EXERCISE: Lines with the word "road" in them are the ones to copy from the records.

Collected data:
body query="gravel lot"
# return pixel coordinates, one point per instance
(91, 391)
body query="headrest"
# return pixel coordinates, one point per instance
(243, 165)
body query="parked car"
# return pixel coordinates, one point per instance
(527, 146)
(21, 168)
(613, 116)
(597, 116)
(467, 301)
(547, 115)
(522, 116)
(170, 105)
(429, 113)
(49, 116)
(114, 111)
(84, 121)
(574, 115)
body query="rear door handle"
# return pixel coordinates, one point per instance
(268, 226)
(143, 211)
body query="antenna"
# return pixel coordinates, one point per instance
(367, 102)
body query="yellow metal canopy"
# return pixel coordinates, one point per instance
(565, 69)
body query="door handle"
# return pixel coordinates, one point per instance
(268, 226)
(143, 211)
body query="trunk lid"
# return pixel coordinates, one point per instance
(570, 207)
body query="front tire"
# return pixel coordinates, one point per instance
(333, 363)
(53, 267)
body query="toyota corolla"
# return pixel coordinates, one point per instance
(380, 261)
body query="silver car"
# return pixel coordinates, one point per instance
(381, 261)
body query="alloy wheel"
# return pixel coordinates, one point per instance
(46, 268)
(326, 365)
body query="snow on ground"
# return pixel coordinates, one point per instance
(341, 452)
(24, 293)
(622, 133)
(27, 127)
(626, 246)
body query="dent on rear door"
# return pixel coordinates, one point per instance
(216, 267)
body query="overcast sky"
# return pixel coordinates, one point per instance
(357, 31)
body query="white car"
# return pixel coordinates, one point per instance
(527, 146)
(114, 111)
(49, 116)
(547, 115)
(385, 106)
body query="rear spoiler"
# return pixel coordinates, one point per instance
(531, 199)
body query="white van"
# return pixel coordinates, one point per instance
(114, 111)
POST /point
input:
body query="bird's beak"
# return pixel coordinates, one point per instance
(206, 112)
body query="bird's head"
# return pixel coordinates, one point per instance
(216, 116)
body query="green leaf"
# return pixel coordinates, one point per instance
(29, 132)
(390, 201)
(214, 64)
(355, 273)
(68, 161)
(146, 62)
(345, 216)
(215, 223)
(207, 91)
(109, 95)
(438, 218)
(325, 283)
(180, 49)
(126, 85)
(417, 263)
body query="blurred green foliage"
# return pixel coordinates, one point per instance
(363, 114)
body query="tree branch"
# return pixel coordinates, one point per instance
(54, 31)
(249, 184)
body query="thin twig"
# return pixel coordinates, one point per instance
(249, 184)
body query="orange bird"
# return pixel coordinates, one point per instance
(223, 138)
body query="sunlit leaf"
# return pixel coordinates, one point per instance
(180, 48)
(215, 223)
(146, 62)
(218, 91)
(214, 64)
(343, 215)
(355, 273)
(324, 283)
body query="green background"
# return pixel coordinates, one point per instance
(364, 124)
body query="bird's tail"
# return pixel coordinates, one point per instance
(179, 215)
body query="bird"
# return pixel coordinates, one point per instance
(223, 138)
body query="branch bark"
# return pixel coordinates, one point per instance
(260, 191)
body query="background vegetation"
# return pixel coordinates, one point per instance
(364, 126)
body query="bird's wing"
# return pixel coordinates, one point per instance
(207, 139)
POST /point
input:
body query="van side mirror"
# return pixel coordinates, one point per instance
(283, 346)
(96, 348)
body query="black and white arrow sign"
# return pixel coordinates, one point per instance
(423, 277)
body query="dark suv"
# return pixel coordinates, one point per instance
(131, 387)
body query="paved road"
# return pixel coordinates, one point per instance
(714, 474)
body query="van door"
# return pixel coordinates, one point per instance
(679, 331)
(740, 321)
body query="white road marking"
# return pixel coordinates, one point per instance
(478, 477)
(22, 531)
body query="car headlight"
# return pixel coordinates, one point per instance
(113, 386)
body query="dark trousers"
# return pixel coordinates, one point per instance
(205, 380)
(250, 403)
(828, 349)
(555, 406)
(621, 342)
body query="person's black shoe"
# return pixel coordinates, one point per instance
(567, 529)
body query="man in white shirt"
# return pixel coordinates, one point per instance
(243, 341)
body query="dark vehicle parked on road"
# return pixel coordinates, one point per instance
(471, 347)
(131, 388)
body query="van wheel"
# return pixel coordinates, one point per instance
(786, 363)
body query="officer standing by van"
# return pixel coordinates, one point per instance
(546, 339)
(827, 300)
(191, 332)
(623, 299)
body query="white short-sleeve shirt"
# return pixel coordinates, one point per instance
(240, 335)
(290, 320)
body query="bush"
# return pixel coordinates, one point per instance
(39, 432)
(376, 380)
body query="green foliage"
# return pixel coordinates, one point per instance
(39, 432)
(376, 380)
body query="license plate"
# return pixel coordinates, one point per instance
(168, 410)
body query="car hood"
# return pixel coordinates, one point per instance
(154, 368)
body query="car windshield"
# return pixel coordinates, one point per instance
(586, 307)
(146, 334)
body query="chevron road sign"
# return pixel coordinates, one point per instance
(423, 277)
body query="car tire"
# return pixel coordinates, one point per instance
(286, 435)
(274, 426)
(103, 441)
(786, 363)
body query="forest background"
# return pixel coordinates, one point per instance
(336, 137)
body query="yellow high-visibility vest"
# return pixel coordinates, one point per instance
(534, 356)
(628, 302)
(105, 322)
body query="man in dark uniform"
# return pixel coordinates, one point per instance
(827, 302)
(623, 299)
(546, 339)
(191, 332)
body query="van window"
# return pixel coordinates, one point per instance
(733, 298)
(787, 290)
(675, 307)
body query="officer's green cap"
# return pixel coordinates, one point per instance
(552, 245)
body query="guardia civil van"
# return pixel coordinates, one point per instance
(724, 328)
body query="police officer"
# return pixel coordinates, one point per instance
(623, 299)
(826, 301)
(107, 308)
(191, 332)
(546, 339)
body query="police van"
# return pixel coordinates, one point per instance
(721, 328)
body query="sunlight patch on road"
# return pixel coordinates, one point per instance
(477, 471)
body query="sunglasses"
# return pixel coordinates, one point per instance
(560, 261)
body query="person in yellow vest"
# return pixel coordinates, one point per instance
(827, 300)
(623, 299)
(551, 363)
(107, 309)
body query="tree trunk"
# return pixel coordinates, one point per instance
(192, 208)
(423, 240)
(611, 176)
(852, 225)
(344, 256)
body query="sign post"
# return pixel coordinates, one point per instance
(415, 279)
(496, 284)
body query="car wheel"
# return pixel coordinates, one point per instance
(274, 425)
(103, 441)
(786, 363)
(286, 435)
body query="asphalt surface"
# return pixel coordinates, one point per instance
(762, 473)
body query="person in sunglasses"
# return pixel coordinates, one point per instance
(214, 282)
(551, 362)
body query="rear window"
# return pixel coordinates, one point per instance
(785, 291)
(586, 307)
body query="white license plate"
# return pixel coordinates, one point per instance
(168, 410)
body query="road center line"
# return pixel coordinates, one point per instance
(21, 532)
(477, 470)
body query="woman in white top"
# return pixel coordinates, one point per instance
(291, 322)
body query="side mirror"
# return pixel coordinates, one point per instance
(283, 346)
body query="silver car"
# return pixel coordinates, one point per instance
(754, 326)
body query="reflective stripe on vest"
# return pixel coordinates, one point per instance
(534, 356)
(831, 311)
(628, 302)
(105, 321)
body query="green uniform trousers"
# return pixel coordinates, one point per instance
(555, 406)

SOLUTION FOR THIS PROBLEM:
body query="paved road"
body query="white road marking"
body query="dark vehicle parked on road"
body query="chevron road sign"
body query="sunlight patch on road"
body query="road center line"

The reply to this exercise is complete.